- **The problem**
Convert every line of the data below into a JSON array of strings, one string per line, omitting any blank lines.

- **Excerpts from an object-pointing dataset**

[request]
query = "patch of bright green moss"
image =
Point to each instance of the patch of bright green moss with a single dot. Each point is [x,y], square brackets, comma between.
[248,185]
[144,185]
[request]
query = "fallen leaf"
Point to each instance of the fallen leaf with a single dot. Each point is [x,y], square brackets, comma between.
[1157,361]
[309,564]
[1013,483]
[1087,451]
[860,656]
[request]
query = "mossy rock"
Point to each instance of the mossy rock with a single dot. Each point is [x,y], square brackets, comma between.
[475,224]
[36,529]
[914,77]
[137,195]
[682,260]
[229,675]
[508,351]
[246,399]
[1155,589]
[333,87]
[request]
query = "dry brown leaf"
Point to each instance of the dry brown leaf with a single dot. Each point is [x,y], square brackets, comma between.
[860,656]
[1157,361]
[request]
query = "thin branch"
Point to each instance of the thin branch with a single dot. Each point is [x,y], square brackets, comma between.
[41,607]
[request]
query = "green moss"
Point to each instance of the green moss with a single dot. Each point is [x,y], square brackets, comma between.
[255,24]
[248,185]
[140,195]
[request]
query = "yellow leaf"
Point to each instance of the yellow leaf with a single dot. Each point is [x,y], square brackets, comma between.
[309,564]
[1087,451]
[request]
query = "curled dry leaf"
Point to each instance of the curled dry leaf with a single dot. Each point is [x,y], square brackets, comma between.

- **Task answer**
[
  "[request]",
  "query = \"patch of bright green moss\"",
  "image =",
  "Point to each instance of the patch of bright green moss with a single dot. Each point is [x,y], square brackets, comma between.",
  "[248,185]",
  "[144,185]",
  "[request]",
  "query = \"fallen leaf\"",
  "Point to each instance of the fallen leaf with a single dot. Each point is [x,y], square brackets, comma between.",
  "[1157,361]",
  "[309,564]",
  "[1013,483]",
  "[1087,451]",
  "[860,656]",
  "[request]",
  "query = \"mossy rock\"",
  "Point to each instance of the mossy rock with a single dot. Each point is [x,y], square brackets, comma between.",
  "[475,224]",
  "[36,529]",
  "[914,77]",
  "[137,195]",
  "[682,260]",
  "[229,675]",
  "[508,351]",
  "[246,399]",
  "[1155,589]",
  "[333,87]",
  "[request]",
  "query = \"dry brown leaf\"",
  "Point to each instance of the dry brown leaf with a single dot. Each point is [x,y], square brackets, comma between.",
  "[860,656]",
  "[1157,361]",
  "[request]",
  "query = \"thin branch\"",
  "Point to each instance of the thin branch with a single dot. Each point is [x,y], square brackets, comma between.",
  "[41,607]",
  "[request]",
  "query = \"green moss\"",
  "Point to each instance of the green moss with a single dot. Each point is [x,y], square brackets, comma between.",
  "[255,24]",
  "[248,185]",
  "[140,195]",
  "[request]",
  "query = \"yellow leaf\"",
  "Point to each instance of the yellow leaf with a single dot. Each point is [x,y], square brackets, comma between.",
  "[309,564]",
  "[1087,451]",
  "[request]",
  "query = \"curled dry leaf\"",
  "Point to each instance of the curled dry leaf with a single dot. Each point is [x,y], square brackets, comma between."
]